◆ Aim ◆
Update the items below by changing each "thickest part" to "widest part", and leave everything else unchanged.

Location identification entries
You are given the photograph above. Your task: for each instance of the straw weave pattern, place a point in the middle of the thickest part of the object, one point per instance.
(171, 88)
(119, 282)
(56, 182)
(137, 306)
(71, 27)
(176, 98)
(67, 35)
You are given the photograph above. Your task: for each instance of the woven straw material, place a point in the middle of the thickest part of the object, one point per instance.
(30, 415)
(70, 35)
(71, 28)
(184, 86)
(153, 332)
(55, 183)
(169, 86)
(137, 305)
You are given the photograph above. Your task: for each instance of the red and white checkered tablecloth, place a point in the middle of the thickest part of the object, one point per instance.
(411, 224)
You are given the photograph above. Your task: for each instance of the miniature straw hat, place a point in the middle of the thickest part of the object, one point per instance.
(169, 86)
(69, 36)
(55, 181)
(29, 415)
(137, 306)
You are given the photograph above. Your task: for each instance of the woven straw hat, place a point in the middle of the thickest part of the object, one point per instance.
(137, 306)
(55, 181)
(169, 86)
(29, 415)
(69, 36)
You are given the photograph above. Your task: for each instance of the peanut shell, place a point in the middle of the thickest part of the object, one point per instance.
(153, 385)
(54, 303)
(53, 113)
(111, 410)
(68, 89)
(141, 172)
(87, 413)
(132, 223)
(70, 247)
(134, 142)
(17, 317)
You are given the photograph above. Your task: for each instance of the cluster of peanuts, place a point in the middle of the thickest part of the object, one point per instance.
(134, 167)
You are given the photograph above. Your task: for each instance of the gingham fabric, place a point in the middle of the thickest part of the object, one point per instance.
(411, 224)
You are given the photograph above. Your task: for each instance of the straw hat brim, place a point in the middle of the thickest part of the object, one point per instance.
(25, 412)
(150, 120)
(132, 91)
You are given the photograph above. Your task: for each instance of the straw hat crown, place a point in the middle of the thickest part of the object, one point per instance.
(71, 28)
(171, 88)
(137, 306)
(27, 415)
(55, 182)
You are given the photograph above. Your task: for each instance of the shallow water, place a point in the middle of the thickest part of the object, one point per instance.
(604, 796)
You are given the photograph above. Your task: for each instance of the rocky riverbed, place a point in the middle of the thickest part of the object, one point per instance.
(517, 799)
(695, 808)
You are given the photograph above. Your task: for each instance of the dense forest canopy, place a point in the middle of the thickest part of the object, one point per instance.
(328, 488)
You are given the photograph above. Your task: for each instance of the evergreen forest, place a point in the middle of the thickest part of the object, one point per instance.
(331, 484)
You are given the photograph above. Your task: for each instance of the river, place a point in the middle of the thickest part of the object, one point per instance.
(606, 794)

◆ Solution for this exercise ◆
You are given the photograph above. Your task: for each instance of the straw weave pattern, place a point in the middle of the widest part of the object, one point per instance.
(171, 88)
(119, 282)
(56, 182)
(137, 306)
(71, 27)
(176, 98)
(67, 35)
You are given the photograph above. Your task: for each instance of the woven straw material, place a point in the middle of the widest part of the object, one point per instance.
(30, 415)
(70, 35)
(71, 28)
(184, 86)
(153, 332)
(55, 183)
(169, 86)
(137, 305)
You are given the photograph above. Your task: for each instance of the red and white checkered tablecloth, place a point in the middle of the widest part of the object, one point per instance.
(411, 224)
You are given the photograph above. Your task: for each instance of the miniature straw hat, place a point in the middle of the widest part of the object, one point per instance.
(169, 86)
(69, 36)
(55, 181)
(29, 415)
(137, 306)
You are given the photograph above. Your task: for each instance of the woven straw hat, place a point in the middle of the widest part of the object, one point per instance.
(137, 306)
(55, 181)
(169, 86)
(29, 415)
(69, 36)
You are given the photograph above. Your task: for each instance of the peanut shell, place a point in the middle of the widest part of the object, one point per instance.
(153, 385)
(54, 303)
(53, 113)
(111, 410)
(68, 89)
(141, 172)
(87, 413)
(132, 223)
(70, 247)
(134, 142)
(17, 317)
You are given the photograph above. Your task: for each instance of the cluster of peanuts, place a point in the middle of the widest part of the object, one point per instance.
(134, 167)
You are given the photograph above. Your task: for each instance of the gingham fabric, place a point in the middle of the widest part of the object, one point per instance.
(411, 224)
You are given the photograph above. Your task: for each instance of the straw hat brim, place a point in the middle of the widest part of the object, one point per instance.
(25, 412)
(150, 120)
(132, 91)
You are given the photograph above. Your task: for each instance of the straw hat crown, place a point in the middle of the widest part of the object, one point per instance.
(71, 28)
(171, 88)
(137, 306)
(27, 415)
(55, 182)
You are given the photograph above. Your task: for each instance of the shallow water, place a point in the middle of the widest part of the object, one point per instance.
(604, 796)
You are given the photograph above. Your task: for each instance of the rocky riverbed, place a point in the middle of the widest part of the object, one point per instance.
(517, 799)
(695, 808)
You are given the photograph above. Your task: for each instance of the dense forest canopy, place a point in the middle of the widest part of the object, one point per instance.
(328, 488)
You are given the photograph above. Your task: for each instance of the evergreen forest, place a point in the middle of the widest part of the object, one point per instance.
(331, 484)
You are given the photograph above. Your task: for each instance of the river, place a point in the middle of the widest part of the object, one point per instance.
(606, 794)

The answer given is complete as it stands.